_Problem details_. Reproduce all of the material below word for word, leaving out the pictures.

_Dataset items_.
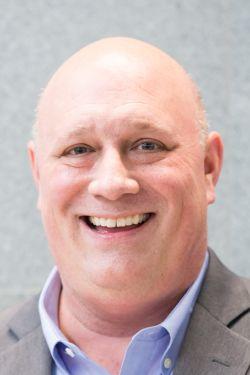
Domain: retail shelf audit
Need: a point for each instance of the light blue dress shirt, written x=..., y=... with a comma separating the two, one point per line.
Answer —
x=151, y=351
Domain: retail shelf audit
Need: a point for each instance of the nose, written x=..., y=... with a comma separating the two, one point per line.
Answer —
x=111, y=180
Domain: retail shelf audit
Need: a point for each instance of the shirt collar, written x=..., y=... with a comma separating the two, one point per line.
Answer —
x=175, y=323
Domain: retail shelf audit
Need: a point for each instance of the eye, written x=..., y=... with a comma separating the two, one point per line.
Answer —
x=78, y=150
x=150, y=146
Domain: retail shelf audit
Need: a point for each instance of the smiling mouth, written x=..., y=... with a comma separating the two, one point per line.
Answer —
x=107, y=225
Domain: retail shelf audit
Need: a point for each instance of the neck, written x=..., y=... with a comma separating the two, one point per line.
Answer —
x=86, y=327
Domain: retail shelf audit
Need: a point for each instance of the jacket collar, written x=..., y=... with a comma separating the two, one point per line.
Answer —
x=210, y=346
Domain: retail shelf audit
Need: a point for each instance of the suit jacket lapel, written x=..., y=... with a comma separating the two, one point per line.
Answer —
x=29, y=356
x=210, y=347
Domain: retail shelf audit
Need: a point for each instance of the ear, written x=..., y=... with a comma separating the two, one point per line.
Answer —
x=213, y=164
x=32, y=153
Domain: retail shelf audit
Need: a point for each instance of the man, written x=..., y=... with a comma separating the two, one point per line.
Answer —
x=125, y=170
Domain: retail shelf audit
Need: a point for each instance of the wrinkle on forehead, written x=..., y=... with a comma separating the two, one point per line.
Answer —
x=121, y=63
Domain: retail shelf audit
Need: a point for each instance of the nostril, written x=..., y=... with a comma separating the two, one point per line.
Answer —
x=113, y=188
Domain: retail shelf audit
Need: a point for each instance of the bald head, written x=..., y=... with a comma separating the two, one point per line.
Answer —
x=128, y=58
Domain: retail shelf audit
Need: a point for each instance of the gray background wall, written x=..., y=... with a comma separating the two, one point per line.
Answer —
x=210, y=38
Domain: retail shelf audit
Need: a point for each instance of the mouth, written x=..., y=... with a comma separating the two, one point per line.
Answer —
x=106, y=225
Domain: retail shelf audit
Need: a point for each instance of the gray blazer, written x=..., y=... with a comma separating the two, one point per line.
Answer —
x=217, y=340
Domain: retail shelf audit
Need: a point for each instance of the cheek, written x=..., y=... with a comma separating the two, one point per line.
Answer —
x=61, y=186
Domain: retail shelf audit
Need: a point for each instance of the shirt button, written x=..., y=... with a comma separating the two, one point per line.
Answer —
x=69, y=352
x=167, y=362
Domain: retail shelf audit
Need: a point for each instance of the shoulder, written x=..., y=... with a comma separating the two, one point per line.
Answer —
x=17, y=321
x=226, y=296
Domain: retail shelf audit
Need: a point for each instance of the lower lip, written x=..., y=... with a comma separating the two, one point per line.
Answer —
x=104, y=232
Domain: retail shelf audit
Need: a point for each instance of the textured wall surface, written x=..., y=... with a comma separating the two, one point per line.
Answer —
x=211, y=40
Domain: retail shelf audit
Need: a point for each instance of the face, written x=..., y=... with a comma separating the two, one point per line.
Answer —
x=110, y=149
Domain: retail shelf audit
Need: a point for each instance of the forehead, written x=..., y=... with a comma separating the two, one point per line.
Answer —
x=103, y=95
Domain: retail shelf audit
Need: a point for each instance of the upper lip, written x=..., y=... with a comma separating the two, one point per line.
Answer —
x=117, y=216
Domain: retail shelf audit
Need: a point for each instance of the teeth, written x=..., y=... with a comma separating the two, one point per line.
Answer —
x=120, y=222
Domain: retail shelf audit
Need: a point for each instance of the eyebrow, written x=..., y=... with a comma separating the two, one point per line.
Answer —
x=79, y=129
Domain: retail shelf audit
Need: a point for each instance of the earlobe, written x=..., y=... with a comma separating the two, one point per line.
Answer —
x=34, y=167
x=213, y=164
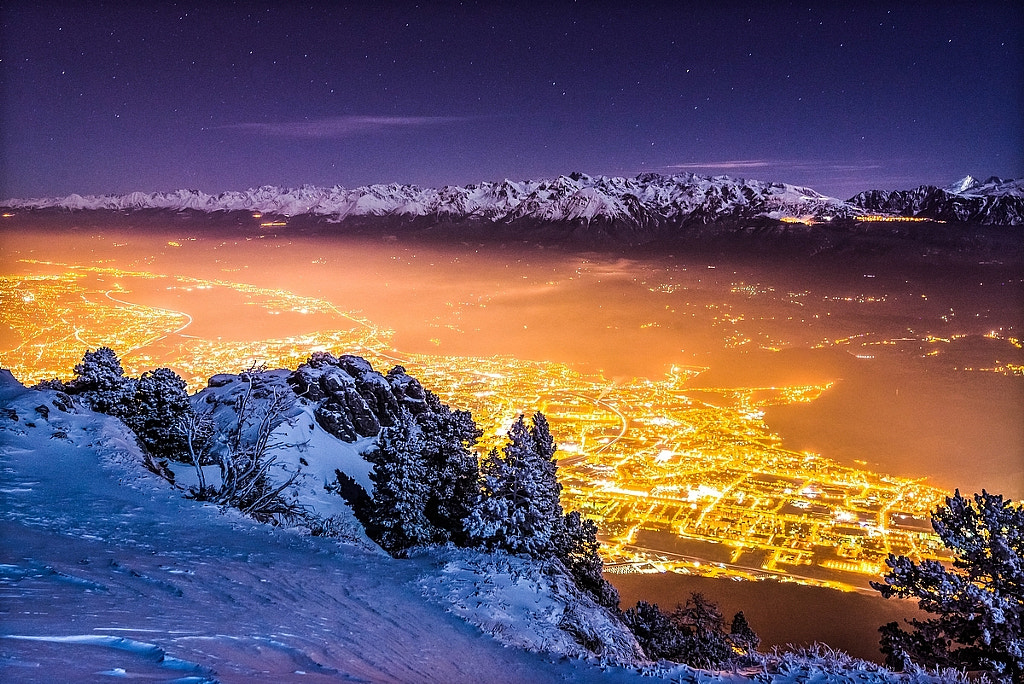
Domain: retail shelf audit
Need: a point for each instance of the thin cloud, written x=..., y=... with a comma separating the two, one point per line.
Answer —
x=339, y=127
x=786, y=165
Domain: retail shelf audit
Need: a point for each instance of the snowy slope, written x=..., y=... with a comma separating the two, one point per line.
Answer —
x=103, y=567
x=105, y=571
x=639, y=201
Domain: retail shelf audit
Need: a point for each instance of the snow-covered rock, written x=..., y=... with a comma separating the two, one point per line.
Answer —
x=994, y=202
x=108, y=572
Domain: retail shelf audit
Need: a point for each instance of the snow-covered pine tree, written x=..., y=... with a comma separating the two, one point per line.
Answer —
x=544, y=469
x=100, y=380
x=401, y=488
x=577, y=547
x=160, y=403
x=655, y=632
x=452, y=468
x=741, y=635
x=706, y=644
x=520, y=511
x=979, y=604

_Result for this exercise_.
Domain: retail shelf audit
Need: a point for each instance of the light blue dress shirt, written x=..., y=... with a comma separating the two, one point per line.
Answer —
x=151, y=351
Domain: retail shelf audit
Need: a point for each instance of the nose, written x=..., y=... with a comma separating the two, one point per line.
Answer —
x=111, y=180
Domain: retail shelf audit
Need: a point for each instance of the shirt collar, written x=..., y=... with a comma separating the two, one point per line.
Answer —
x=175, y=323
Domain: retail shelf audit
Need: a point for each instance of the eye, written x=..., y=... with a comma separating the two, one point per line.
Answer —
x=78, y=150
x=150, y=146
Domain: retail shelf audit
Need: a point for each instance of the smiling mouth, written x=..., y=... with a comma separating the two, one point per line.
Answer —
x=107, y=225
Domain: retail shelf audit
Need: a point for each instance of the neck, written x=..., y=... with a comma separating the two, one point per line.
Answer —
x=86, y=327
Domain: retail shelf audit
Need: a point for each instance of the jacket collar, written x=..., y=... with a comma separating the two, one point per line.
Answer —
x=210, y=346
Domain: retail shelf audit
Need: a point for each instance of the suit jacket lapel, written x=..., y=... with a comma separating the two, one point per line.
Answer —
x=29, y=356
x=210, y=347
Domain: retail shelf audit
Need: a point for each instance of the ear, written x=..., y=... with a comma separating the two, one point per line.
Answer —
x=213, y=164
x=32, y=153
Domain: retail shelf audit
Need: a point for each instance of the man, written x=..., y=... with a comma separating the two, one point per line.
Answer —
x=125, y=170
Domain: retail shelf audit
Need: a point for each instance of the wrinkle on forehead, written x=..., y=... with a comma separating the two, one point per line.
Answer —
x=121, y=63
Domain: retail shelf audit
Need: a point for each instance of the nostril, written x=..., y=... with a comma separating the two, one point per line.
Answer —
x=113, y=188
Domain: retail shelf audit
Need: a point for each instance of the bald head, written x=..., y=... with a comma separating the two, one point per line.
Answer —
x=128, y=58
Domain: retail shelf audit
Need: a point for each instance of the gray background wall, written x=..., y=... with a comma separating the two, one point per line.
Answer —
x=210, y=38
Domain: retail shelf audit
Need: a point for each instance of the mouth, written x=..., y=... with a comma separating the two, one point per line.
Answer —
x=106, y=225
Domain: retail shelf audit
Need: a point for each instance of the gray blazer, written x=..., y=... with a comma separating the two, one point per line.
Answer —
x=217, y=340
Domain: retail shelf audit
Need: a point for each instance of the cheek, written x=..., y=... with a comma separating the two, one point per line.
Answer —
x=61, y=186
Domain: retail shelf audit
Need: a point for each instance of the shirt button, written x=..., y=... with a comma separating the two, one point per line.
Answer —
x=69, y=352
x=167, y=362
Domain: retail shelf audit
Need: a point for each instance of the shoulder, written x=..., y=... with a comma separating the two, one point per line.
Answer —
x=17, y=321
x=226, y=296
Domain: retail shelf audit
Need: a point for each instance of the lower lip, written x=..., y=... with a comma separating the two, one point per line.
Answer —
x=104, y=232
Domain: retail shelf audit
Need: a point for each instance of the textured wall surface, written x=..., y=... with a comma separating the two, one point per line.
Answer —
x=211, y=40
Domain: retail shelf audit
Need: a point for each instance of the face, written x=..., y=... with a comma separating the two, one point per line.
Answer —
x=110, y=149
Domain: retail shelf audit
Need: a point for each instance of the forehead, written x=..., y=... with a comma separating the two, one point per line.
Answer —
x=103, y=95
Domain: retail shelf audit
Need: a point for each instance of the upper lip, written x=..., y=... with a comma separating the two, one point per line.
Answer —
x=117, y=216
Domain: retail shelf audit
Need: a point for each instance of the teeth, written x=..., y=... with a comma separating the two, one point per line.
Answer —
x=120, y=222
Domain: retail shelf audit
Need: a point for each instance of the eyebrow, written x=..., y=... with a comma separating the two, one point per line.
Answer —
x=79, y=129
Domain: retail shelf audit
Need: a point for each instance of the earlobe, written x=..., y=... with a comma separating the two, one point per line.
Answer —
x=34, y=167
x=213, y=164
Domain: retail shelf audit
Need: a point for each instance of the thin cloud, written x=..., y=... with a comma separating the two, one point per line.
Answer —
x=339, y=127
x=786, y=165
Domain: retail shelf audit
Need: a point for each instance of the snowy slope, written x=..., y=... with a comma separating the two, one point per line.
Answer —
x=103, y=567
x=105, y=571
x=639, y=201
Domain: retail shelf audit
Need: a point for each instance of the snow-covered rock, written x=..., y=... with a comma separating the two, one point per line.
Answer —
x=994, y=202
x=108, y=572
Domain: retail shelf audit
Need: a point for each instance of the snow-covered pine tree, written x=..., y=... with a comma separating the two, one point per line.
Answer —
x=544, y=469
x=100, y=380
x=401, y=488
x=577, y=547
x=160, y=403
x=655, y=632
x=452, y=468
x=741, y=635
x=706, y=644
x=520, y=511
x=979, y=604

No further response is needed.